(LISTE DES TÂCHES):
A: Dans l'article sur l'Italie à la Foire du livre de Francfort, relevez chacune des personnes présentées comme constituant la délégation italienne, avec la qualité que l'article leur attribue.
B: Prolongez l'article sur la présence italienne à la Foire du livre de Francfort en reprenant après sa dernière phrase.

(TEXTE PRÉSENTÉ):
· · ·

La présence controversée de l'Italie à la Foire du livre de Francfort
Les délégués italiens viendront à la 76e Foire du livre de Francfort en tant qu'invités d'honneur. C'est la première fois depuis 1988 que l'Italie se voit confier un tel statut honorifique.
La délégation italienne, menée par l'Association des éditeurs italiens (AIE) et représentée par Alessandro Giuli, ministre italien de la culture, sera présente aux côtés d'une délégation d'écrivains. Mais cette présence de représentants du gouvernement de Georgia Meloni - et l'absence de personnalités littéraires de premier plan - ne manquent pas de susciter des interrogations.
L'histoire de la Foire du livre de Francfort remonte à plus de 500 ans, avant même l'avènement de l'impression. Au départ, il s'agissait d'une petite foire destinée à la vente de livres manuscrits. La foire dans sa forme plus établie a été créée au XVe siècle.
Et l'institution revit depuis 1949. Depuis 1976, la foire choisit un pays comme invité d'honneur, et chacun d'entre eux dispose d'un hall d'exposition spécial et d'un programme littéraire à part entière.
L'Italie n'a été invitée d'honneur qu'une seule fois, en 1988, et succède à la Slovénie.
Des participants... et des absences remarquées
Le physicien et auteur Carlo Rovelli, l'écrivain Susanna Tamaro et le philosophe Stefano Zecchi constituent la délégation italienne. Des grands noms de la littérature italienne seront aussi présents, même si la presse a relevé une absence de taille : celle de Roberto Saviano. L'auteur de 45 ans est connu pour ses écrits sur le crime organisé, notamment son livre-enquête "Gomorra". Menacé de mort, il a vécu pendant plusieurs années sous protection policière.
Lorsque Roberto Saviano n'a pas figuré dans la liste initiale des représentants italiens, de nombreux commentateurs ont vu dans cette décision une mise à l'écart par le gouvernement de l'écrivain, connu pour sa vision acérée de l'Italie et sa critique sans fards du gouvernement d'extrême droite de Giorgia Meloni. L'an dernier, la Première ministre italienne a intenté un procès à M. Saviano après qu'il l'eut traitée de "bâtarde" dans une interview télévisée.
Roberto Saviano a depuis confirmé qu'il participerait à la foire, à la demande de son directeur Jürgen Boos.
Innocenzo Cipolletta, président de l'AIE, assure que le programme a été élaboré à partir de propositions d'éditeurs, parmi lesquelles Saviano "ne figurait pas départ".
"D'autres grands écrivains italiens manquaient à l'appel, et toute absence est évidemment un grand regret, mais d'un autre côté, le respect des procédures est une façon de garantir l'impartialité", explique M. Cipolletta.

· · ·

Liste des données:
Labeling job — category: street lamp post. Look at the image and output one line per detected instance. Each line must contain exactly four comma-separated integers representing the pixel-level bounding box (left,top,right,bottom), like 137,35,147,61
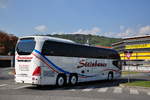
124,51,133,83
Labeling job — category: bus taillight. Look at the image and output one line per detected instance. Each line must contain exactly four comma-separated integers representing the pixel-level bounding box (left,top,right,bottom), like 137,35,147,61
32,67,41,76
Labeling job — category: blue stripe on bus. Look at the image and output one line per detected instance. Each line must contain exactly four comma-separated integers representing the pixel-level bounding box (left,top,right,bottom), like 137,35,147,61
34,49,95,77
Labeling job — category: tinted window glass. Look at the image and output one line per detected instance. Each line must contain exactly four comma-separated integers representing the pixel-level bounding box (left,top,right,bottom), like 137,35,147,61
42,41,118,59
16,39,35,55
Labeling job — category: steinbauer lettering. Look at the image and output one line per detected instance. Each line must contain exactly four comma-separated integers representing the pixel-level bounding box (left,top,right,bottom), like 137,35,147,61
77,60,107,68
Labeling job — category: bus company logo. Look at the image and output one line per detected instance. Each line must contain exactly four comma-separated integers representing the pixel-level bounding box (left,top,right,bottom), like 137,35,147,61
77,60,107,68
17,56,33,60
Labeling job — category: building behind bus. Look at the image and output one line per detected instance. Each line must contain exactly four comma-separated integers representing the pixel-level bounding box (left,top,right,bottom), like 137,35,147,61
112,36,150,72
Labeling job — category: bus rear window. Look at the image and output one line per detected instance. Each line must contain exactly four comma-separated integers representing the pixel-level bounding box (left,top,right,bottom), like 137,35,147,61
16,39,35,55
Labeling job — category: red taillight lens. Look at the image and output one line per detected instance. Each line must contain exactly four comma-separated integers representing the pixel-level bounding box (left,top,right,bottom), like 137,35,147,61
32,67,41,76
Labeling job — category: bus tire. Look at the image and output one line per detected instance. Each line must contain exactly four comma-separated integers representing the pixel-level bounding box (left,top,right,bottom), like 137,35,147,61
107,72,113,81
69,74,78,86
56,74,66,87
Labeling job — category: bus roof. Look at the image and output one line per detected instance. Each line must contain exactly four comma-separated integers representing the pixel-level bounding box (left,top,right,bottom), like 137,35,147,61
19,36,76,44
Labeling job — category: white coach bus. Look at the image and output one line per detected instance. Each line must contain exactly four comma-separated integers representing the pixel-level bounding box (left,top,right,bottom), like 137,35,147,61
15,36,121,86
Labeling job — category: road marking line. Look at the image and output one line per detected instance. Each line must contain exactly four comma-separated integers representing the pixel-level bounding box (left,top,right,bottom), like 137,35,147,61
97,88,108,93
68,89,76,91
0,84,8,87
147,92,150,96
14,85,32,90
113,87,122,93
130,89,139,94
82,88,93,92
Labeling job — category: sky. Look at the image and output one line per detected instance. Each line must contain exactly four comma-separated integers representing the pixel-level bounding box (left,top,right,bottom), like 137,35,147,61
0,0,150,38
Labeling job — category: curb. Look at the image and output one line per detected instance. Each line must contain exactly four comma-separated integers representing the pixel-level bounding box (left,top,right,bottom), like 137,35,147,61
119,84,150,91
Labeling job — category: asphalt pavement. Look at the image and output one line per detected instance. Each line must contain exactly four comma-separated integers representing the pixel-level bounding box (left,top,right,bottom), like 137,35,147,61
0,68,150,100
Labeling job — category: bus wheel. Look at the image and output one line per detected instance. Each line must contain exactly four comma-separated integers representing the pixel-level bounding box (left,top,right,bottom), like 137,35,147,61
69,74,78,85
108,72,113,81
56,75,66,87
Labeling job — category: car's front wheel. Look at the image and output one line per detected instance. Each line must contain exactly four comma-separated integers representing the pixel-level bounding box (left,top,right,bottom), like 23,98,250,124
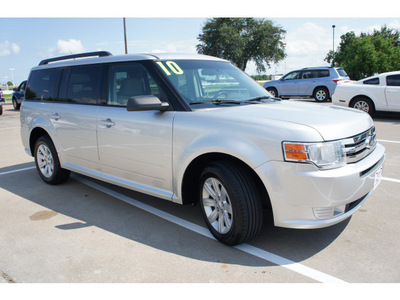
199,161,263,246
34,136,70,184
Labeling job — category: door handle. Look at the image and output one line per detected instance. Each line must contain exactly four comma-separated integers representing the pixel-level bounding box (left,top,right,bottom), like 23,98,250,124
100,118,115,128
50,113,61,121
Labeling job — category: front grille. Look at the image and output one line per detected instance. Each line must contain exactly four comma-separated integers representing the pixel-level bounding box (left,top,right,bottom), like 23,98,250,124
344,127,377,164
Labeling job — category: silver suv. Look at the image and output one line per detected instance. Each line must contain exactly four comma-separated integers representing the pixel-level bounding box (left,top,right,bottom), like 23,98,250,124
263,67,350,102
21,52,385,245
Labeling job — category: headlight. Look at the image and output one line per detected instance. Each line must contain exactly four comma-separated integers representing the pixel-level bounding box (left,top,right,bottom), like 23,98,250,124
283,141,346,169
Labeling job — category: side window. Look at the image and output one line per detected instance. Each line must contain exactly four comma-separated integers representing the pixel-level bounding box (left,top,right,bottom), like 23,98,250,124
363,77,379,85
317,70,330,78
25,69,61,101
302,71,318,79
107,64,162,106
18,81,26,91
386,75,400,86
66,66,102,104
283,72,300,80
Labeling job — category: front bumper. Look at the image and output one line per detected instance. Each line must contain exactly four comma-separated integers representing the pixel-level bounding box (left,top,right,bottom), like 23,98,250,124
256,144,385,228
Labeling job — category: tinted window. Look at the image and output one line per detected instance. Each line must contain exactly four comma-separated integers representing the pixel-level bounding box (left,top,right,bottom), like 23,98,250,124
386,75,400,86
283,72,300,80
363,77,379,85
107,64,162,106
25,69,61,100
336,69,349,77
317,70,330,78
63,66,102,104
302,71,318,79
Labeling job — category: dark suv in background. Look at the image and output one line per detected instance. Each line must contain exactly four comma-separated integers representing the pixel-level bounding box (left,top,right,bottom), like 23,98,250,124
263,67,350,102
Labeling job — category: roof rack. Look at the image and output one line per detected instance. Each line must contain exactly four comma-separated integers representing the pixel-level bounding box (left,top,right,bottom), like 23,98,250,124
302,66,333,70
39,51,112,66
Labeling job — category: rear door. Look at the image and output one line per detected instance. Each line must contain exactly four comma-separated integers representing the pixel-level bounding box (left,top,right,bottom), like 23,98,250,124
97,63,175,199
385,74,400,111
51,66,103,172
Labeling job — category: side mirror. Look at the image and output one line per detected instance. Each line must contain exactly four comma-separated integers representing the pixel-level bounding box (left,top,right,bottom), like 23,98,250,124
126,95,169,111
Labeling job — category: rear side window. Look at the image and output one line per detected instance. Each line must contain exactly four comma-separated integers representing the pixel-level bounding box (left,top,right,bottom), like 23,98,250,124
386,75,400,86
336,68,349,77
315,70,330,78
62,66,102,104
25,69,61,101
107,64,163,106
363,77,379,85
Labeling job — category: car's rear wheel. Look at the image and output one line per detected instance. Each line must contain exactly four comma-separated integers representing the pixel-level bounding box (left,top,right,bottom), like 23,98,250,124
350,97,375,115
314,87,329,102
34,136,70,184
199,161,263,246
12,98,21,110
267,88,278,98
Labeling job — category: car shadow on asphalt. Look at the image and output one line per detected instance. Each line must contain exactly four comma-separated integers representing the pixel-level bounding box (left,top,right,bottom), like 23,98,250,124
0,163,350,267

· · ·

(RÉPONSES PAR TÂCHE):
A:
Carlo Rovelli, physicien et auteur
Susanna Tamaro, écrivain
Stefano Zecchi, philosophe

B:
"Il y a eu de nombreux malentendus, et nous en sommes désolés, mais personne n'a jamais eu l'intention d'exclure Saviano pour des raisons politiques. Et j'ajouterais que nous sommes heureux qu'il soit ici à Francfort ", ajoute-t-il.
Roberto Saviano, qui s'est exprimé sur la situation, affirme qu'il ne "pense pas que [sa] présence à Francfort soit une victoire, mais une forme de résistance".
La littérature italienne connaît un nouvel essor
La dernière fois que l'Italie a été invitée d'honneur, beaucoup ont considéré qu'il s'agissait d'une consécration pour la littérature de ce pays. Des personnalités comme Umberto Eco ont été sur le devant de la scène littéraire mondiale, tandis que le lauréat du prix Nobel de littérature, Dario Fo, a continué à faire tourner sa pièce "Mistero Buffo".
Selon M. Cipolletta, l'édition italienne connaît aujourd'hui une embellie, avec des ventes qui culminent, depuis la pandémie.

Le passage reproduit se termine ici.